WHAT TO PRODUCE> The entries below need to be written out exactly, with no pictures included.

(Location annotation dataset excerpts)
........
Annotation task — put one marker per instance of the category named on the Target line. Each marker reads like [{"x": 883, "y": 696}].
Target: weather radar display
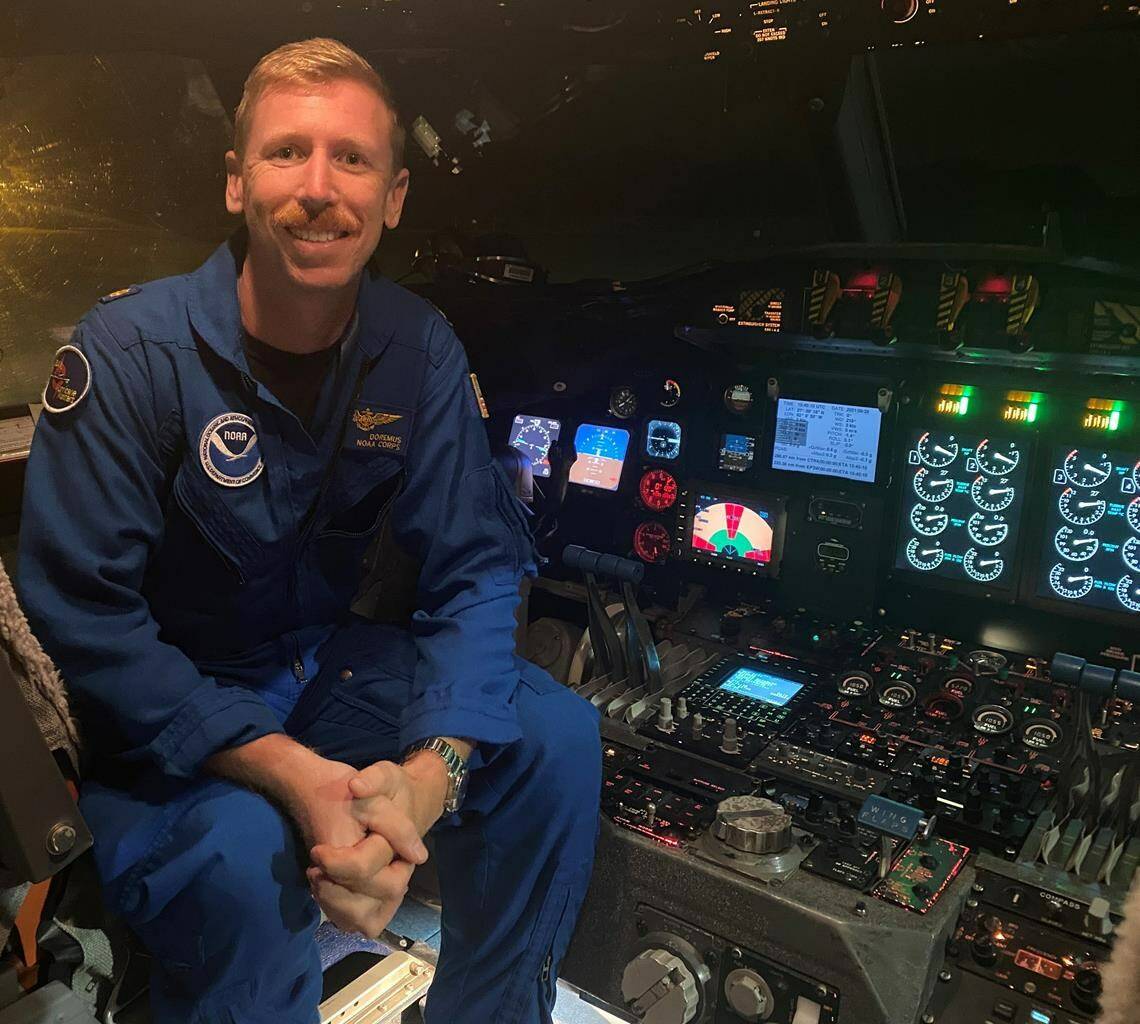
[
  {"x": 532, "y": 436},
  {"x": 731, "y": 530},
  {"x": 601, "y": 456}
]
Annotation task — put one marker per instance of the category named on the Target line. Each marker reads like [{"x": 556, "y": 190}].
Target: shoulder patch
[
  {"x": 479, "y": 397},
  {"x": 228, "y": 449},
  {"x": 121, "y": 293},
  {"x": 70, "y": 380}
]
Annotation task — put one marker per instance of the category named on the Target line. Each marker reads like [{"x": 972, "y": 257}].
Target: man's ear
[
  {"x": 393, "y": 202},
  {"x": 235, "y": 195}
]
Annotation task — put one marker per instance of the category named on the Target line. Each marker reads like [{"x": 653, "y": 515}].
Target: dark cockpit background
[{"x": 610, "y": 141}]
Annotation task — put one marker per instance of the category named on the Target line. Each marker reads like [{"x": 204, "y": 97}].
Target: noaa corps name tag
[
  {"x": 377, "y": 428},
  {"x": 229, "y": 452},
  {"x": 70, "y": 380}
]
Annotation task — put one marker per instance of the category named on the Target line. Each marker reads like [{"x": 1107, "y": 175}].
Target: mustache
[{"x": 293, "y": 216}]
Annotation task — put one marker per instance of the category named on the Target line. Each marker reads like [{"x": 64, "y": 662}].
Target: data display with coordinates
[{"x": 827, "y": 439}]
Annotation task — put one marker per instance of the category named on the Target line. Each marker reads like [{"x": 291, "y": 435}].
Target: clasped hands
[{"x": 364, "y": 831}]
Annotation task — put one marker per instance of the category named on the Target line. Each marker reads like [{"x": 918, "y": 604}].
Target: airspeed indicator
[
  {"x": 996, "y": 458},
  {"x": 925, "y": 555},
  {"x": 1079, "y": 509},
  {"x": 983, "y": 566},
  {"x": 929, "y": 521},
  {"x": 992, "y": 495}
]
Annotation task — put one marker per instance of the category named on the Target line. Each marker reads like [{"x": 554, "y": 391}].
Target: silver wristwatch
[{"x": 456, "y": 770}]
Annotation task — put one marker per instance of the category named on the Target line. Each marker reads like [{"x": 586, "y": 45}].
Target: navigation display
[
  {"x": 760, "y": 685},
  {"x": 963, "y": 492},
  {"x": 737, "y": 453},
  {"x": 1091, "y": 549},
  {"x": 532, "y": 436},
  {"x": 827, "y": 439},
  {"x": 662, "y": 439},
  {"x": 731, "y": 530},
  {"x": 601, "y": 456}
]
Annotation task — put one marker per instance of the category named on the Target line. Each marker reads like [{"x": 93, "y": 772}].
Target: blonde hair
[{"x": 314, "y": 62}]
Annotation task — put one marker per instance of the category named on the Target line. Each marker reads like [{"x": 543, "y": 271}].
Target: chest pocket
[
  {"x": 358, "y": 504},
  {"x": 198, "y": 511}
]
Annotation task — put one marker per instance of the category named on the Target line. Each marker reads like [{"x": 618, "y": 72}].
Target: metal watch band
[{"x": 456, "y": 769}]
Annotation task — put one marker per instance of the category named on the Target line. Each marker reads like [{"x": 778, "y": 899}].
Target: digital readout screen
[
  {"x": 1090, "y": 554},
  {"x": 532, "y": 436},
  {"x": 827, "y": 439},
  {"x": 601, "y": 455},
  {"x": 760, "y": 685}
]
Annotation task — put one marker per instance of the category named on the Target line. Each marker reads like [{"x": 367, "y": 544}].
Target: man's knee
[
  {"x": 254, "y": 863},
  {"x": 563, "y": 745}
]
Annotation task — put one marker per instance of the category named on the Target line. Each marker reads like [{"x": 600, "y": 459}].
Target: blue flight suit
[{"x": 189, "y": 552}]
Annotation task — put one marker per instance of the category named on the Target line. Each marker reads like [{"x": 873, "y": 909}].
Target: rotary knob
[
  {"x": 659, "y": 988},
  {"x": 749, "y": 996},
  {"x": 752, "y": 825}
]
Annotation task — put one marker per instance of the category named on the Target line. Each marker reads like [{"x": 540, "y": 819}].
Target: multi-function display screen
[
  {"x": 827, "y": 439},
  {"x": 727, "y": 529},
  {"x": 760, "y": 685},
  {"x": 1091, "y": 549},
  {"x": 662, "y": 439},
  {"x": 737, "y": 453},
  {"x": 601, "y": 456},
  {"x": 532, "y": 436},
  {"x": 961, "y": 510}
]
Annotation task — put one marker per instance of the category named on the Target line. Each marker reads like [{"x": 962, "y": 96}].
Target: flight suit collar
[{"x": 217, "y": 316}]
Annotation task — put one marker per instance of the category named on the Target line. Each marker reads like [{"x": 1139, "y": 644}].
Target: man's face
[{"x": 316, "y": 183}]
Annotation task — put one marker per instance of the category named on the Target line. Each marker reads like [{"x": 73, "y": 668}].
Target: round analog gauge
........
ANSWER>
Annotation task — put one marker per instance of the category named on the Target line. Each marker reads like [{"x": 883, "y": 696}].
Target: weather radar display
[
  {"x": 532, "y": 436},
  {"x": 731, "y": 530},
  {"x": 601, "y": 456}
]
Annotation task — put one marker per instance of the category named on the Target line. Each marker reads like [{"x": 556, "y": 190}].
Target: shoulder patch
[
  {"x": 479, "y": 397},
  {"x": 228, "y": 449},
  {"x": 121, "y": 293},
  {"x": 70, "y": 380}
]
Annotation task — put one marker per instance of the category named on the Target line. Each marker reads like [{"x": 972, "y": 257}].
Target: man's ear
[
  {"x": 393, "y": 202},
  {"x": 235, "y": 195}
]
Annotation task — put one marker per instance of the category named on the Target line. Each marker reads like [{"x": 653, "y": 515}].
Target: dark cockpit background
[{"x": 610, "y": 141}]
Annotation task — put one marker per instance of the category named on the Target line. Each marker reads like [{"x": 204, "y": 97}].
Target: noaa corps name tag
[
  {"x": 377, "y": 428},
  {"x": 229, "y": 452},
  {"x": 70, "y": 380}
]
Annotation task — put one marker per instance of the category named on the Target line. Each marker reads like [{"x": 1107, "y": 175}].
Target: mustache
[{"x": 293, "y": 216}]
Annotation task — put one marker per instance of the category named on the Target line. Each marker reads like [{"x": 64, "y": 662}].
Target: data display with coordinates
[{"x": 827, "y": 439}]
Annotation task — put one marker per instance of the category named on the Target line. Each marker reads like [{"x": 291, "y": 435}].
Target: clasped hands
[{"x": 364, "y": 831}]
Annotation task — put one marker per instance of the category named on the Target line. Each marker reads like [{"x": 918, "y": 604}].
Target: airspeed indicator
[
  {"x": 996, "y": 458},
  {"x": 925, "y": 555},
  {"x": 1079, "y": 509},
  {"x": 983, "y": 566},
  {"x": 929, "y": 521},
  {"x": 992, "y": 495}
]
Annotation task — put one marker per instance of the category named on the Target line. Each marker reads like [{"x": 554, "y": 391}].
Target: silver wristwatch
[{"x": 456, "y": 770}]
Annotation task — put one marker per instance of the category named on the Target line. Each marker reads like [{"x": 586, "y": 45}].
Target: navigation display
[
  {"x": 760, "y": 685},
  {"x": 963, "y": 492},
  {"x": 737, "y": 453},
  {"x": 1091, "y": 549},
  {"x": 532, "y": 436},
  {"x": 827, "y": 439},
  {"x": 662, "y": 439},
  {"x": 731, "y": 530},
  {"x": 601, "y": 456}
]
Annotation task — put one marker per instance of the category named on the Target line. Each marker reads like [{"x": 93, "y": 772}].
Target: blonde hair
[{"x": 314, "y": 62}]
Annotation task — put one marker per instance of the category named on the Target line. Each marker reads like [{"x": 543, "y": 271}].
Target: chest pocket
[
  {"x": 358, "y": 504},
  {"x": 198, "y": 511}
]
Annotation task — put one marker per instance of the category named on the Target line. Each marker reads like [{"x": 618, "y": 72}].
Target: metal watch band
[{"x": 456, "y": 769}]
Annotation task — put one marker per instance of the category named on the Target line. Each marker reads like [{"x": 778, "y": 899}].
Target: digital readout screen
[
  {"x": 1090, "y": 554},
  {"x": 532, "y": 436},
  {"x": 827, "y": 439},
  {"x": 601, "y": 455},
  {"x": 760, "y": 685}
]
Annotation task — put one marker per instance of the category named on the Target line. Each marker reads like [{"x": 367, "y": 544}].
Target: man's knee
[
  {"x": 254, "y": 863},
  {"x": 563, "y": 745}
]
Annotation task — put one marker per instance of the category named on the Target line. Each marker reads like [{"x": 600, "y": 459}].
Target: blue flight suit
[{"x": 189, "y": 552}]
Annotation task — put one marker per instance of the category named on the Target line. Each marker reads like [{"x": 873, "y": 909}].
Target: rotary knob
[
  {"x": 659, "y": 988},
  {"x": 749, "y": 996},
  {"x": 752, "y": 825}
]
Annotation task — put one marker per instance of the category named on the Target line. Each marker reads like [{"x": 540, "y": 819}].
Target: multi-function display screen
[
  {"x": 827, "y": 439},
  {"x": 727, "y": 529},
  {"x": 760, "y": 685},
  {"x": 1091, "y": 549},
  {"x": 662, "y": 439},
  {"x": 737, "y": 453},
  {"x": 601, "y": 456},
  {"x": 532, "y": 436},
  {"x": 961, "y": 510}
]
Annotation task — put one marker per instance of the category named on the Target line. Each marker reads like [{"x": 962, "y": 96}].
Target: flight suit collar
[{"x": 217, "y": 316}]
Annotation task — put one marker per instance of the category named on the Target line. Each marker reads like [{"x": 1139, "y": 644}].
Target: man's face
[{"x": 316, "y": 183}]
Annotation task — put one marker per instance of the category named on the Target line. Each marker reads like [{"x": 73, "y": 668}].
Target: round analog gauge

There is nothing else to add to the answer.